Collection entries:
— start —

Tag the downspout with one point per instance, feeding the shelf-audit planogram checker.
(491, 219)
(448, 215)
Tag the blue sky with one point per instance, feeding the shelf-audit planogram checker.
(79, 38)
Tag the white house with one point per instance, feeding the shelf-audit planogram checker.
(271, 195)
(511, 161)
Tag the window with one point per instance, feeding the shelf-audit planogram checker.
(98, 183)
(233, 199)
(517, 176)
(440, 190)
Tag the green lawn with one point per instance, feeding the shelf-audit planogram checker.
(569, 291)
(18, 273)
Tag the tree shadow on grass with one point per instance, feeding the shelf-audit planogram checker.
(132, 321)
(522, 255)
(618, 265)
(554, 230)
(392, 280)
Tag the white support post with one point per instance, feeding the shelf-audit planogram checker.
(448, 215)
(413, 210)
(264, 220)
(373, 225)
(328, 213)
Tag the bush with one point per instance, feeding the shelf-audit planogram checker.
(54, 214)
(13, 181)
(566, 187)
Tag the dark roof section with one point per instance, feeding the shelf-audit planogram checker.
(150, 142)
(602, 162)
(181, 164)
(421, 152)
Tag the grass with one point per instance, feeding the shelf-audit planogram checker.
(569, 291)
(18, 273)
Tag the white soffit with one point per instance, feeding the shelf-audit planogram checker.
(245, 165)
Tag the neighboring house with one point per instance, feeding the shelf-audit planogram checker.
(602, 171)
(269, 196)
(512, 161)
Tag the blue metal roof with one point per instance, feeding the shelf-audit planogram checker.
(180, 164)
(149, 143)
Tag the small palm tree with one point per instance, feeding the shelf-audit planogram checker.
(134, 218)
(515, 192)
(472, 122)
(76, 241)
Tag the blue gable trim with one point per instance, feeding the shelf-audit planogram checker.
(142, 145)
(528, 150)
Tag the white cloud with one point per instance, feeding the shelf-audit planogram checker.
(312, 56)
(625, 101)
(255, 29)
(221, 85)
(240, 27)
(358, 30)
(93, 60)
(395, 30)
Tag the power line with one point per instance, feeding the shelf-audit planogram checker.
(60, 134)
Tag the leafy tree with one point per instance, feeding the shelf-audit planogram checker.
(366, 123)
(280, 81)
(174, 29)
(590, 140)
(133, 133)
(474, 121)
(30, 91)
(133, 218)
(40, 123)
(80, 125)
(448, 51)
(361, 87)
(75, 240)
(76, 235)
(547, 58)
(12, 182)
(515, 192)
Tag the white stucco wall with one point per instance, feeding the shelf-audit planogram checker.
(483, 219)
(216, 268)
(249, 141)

— end —

DIRECTION> Quote all of the records above word for word.

SOLUTION TO THIS EXERCISE>
Tag the downspout with one point per instance, feeding the shelf-audit planogram checker.
(491, 219)
(448, 215)
Tag the blue sky with one point per instance, feeding the shelf-audit planogram checker.
(79, 38)
Tag the white house with one point per instance, feeding the shelf-audit planogram checker.
(271, 195)
(511, 161)
Tag the window with one point per instance, feeding the shelf-audit planogram checker.
(98, 183)
(233, 199)
(517, 176)
(440, 190)
Tag the green lawn with one point per instance, feeding the shelf-audit planogram checker.
(569, 291)
(18, 273)
Tag the tree shadow on grass with one point per instance, feeding the shelf-audit planogram checker.
(132, 321)
(522, 255)
(618, 265)
(554, 230)
(392, 280)
Tag the white support post with one point per instance, feeding the shelf-audit planogram checker.
(448, 215)
(413, 210)
(264, 220)
(373, 225)
(328, 213)
Tag the bush with one point per instance, feeding the shelf-audit planogram checker.
(54, 214)
(13, 181)
(566, 187)
Tag the dark roof section with one point per instance, feeding the shelf-audit planogram checker.
(150, 142)
(602, 162)
(181, 164)
(421, 152)
Tag the grass with one point per instance, feeding the shelf-audit planogram checker.
(569, 291)
(18, 273)
Tag the white soffit with one point per instance, feeding the shelf-audit planogram checker.
(245, 165)
Tag the neighboring house with one point per instance, feeding the shelf-audit planogram checker.
(602, 171)
(269, 196)
(512, 161)
Tag the blue metal roof with one point per instance, feeding the shelf-audit planogram checker.
(180, 164)
(149, 143)
Tag the small palm tree with one point per instance, feeding the shelf-audit planogram checker.
(134, 218)
(515, 192)
(472, 122)
(76, 241)
Tag the blue gable trim with one point per instance, feeding the shelf-audit planogram checker.
(142, 145)
(528, 150)
Tag the white cloud with one point per instance, feeding the shelf-audit planogram checker.
(312, 56)
(625, 101)
(255, 29)
(221, 85)
(240, 27)
(358, 30)
(93, 60)
(395, 30)
Tag the power line with one point per instance, feeding the shelf-audit planogram checker.
(60, 134)
Tag the leafy tree with one point per instance, feeding the shelf-audit planogram checker.
(366, 123)
(280, 81)
(174, 29)
(590, 140)
(133, 133)
(474, 121)
(30, 91)
(133, 218)
(40, 123)
(80, 125)
(448, 51)
(361, 87)
(75, 240)
(76, 235)
(547, 58)
(12, 182)
(515, 192)
Tag the white stucco wall with one point per instance, feeding the shelf-audit planogram checker.
(483, 219)
(216, 268)
(249, 141)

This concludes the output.